[Begin]

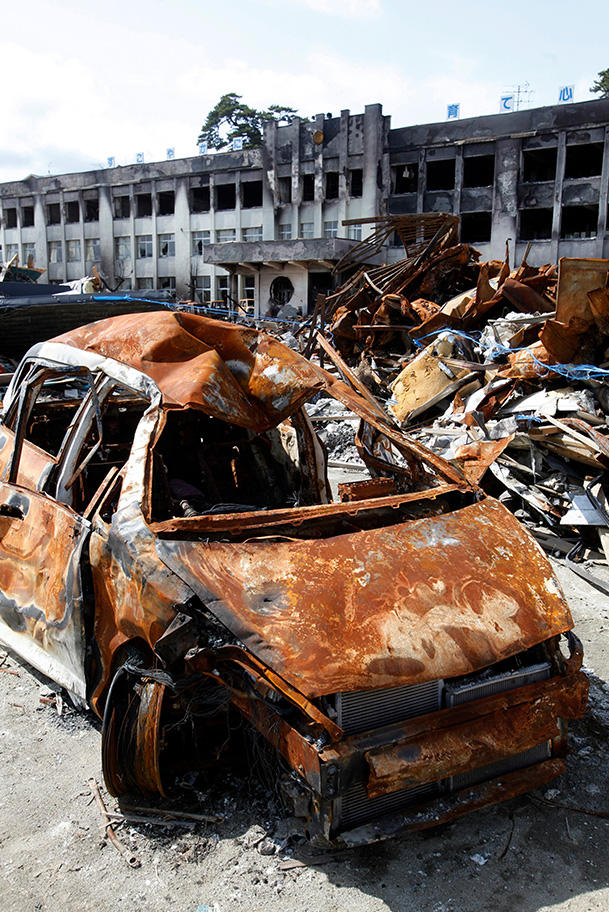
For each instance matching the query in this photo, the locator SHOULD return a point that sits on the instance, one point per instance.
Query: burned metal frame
(432, 582)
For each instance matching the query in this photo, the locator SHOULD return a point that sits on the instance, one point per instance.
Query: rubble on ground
(502, 370)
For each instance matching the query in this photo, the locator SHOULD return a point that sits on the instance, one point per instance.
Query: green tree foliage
(602, 84)
(231, 118)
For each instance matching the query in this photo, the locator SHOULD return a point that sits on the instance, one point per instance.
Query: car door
(41, 542)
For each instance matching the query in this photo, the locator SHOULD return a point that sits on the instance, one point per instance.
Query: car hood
(402, 604)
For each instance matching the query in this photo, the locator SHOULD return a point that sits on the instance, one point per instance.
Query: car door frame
(41, 546)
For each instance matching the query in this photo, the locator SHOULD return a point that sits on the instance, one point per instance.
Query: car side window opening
(53, 411)
(107, 444)
(40, 418)
(203, 465)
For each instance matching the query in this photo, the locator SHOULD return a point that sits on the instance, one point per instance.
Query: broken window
(205, 465)
(143, 245)
(405, 178)
(92, 210)
(203, 289)
(10, 217)
(122, 207)
(52, 411)
(356, 182)
(538, 165)
(167, 245)
(578, 222)
(332, 185)
(535, 224)
(475, 227)
(199, 199)
(248, 292)
(53, 214)
(252, 234)
(226, 196)
(143, 205)
(308, 188)
(222, 290)
(441, 174)
(55, 252)
(479, 171)
(199, 240)
(27, 216)
(92, 250)
(73, 251)
(107, 444)
(166, 202)
(122, 248)
(72, 211)
(251, 194)
(29, 252)
(584, 160)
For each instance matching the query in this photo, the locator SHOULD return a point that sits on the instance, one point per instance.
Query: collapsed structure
(492, 367)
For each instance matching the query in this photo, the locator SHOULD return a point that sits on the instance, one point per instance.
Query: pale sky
(86, 80)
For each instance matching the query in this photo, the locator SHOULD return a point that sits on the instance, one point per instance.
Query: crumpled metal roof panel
(229, 371)
(431, 598)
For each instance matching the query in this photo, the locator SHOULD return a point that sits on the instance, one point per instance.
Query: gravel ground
(526, 855)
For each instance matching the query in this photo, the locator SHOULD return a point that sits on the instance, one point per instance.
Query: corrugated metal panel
(362, 710)
(466, 692)
(501, 767)
(355, 808)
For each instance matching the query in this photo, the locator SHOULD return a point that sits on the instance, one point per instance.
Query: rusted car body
(170, 553)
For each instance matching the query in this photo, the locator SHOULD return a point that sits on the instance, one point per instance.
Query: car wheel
(132, 734)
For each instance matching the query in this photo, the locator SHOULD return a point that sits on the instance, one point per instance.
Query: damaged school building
(265, 226)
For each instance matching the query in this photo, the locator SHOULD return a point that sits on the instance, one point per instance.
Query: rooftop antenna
(522, 94)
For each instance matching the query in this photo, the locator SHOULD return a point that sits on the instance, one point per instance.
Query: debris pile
(496, 369)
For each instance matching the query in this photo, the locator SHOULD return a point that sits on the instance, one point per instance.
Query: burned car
(170, 553)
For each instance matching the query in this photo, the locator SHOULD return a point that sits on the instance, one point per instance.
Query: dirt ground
(526, 855)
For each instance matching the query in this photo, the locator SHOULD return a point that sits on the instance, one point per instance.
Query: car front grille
(361, 711)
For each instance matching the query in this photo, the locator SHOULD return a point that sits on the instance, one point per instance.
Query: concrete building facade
(264, 226)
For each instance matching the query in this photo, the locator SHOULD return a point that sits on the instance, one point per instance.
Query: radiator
(361, 711)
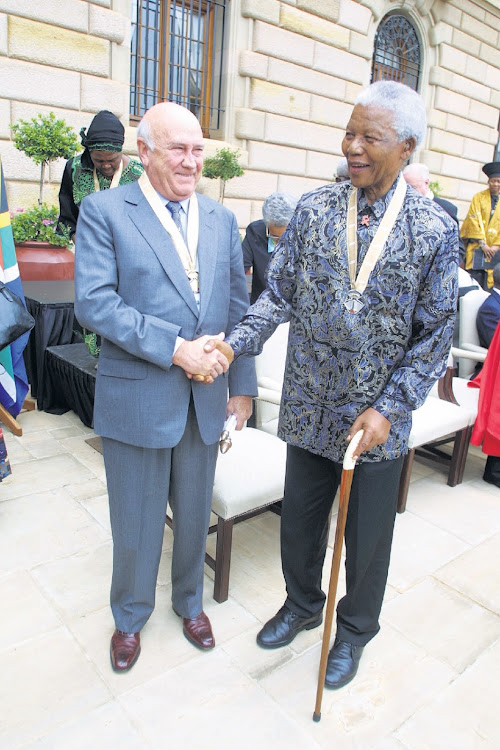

[End]

### [Aim]
Which lines in the records contain the word "burned"? Gather each of them and copy it out in full.

### [Response]
Query: burned metal frame
Query: burned car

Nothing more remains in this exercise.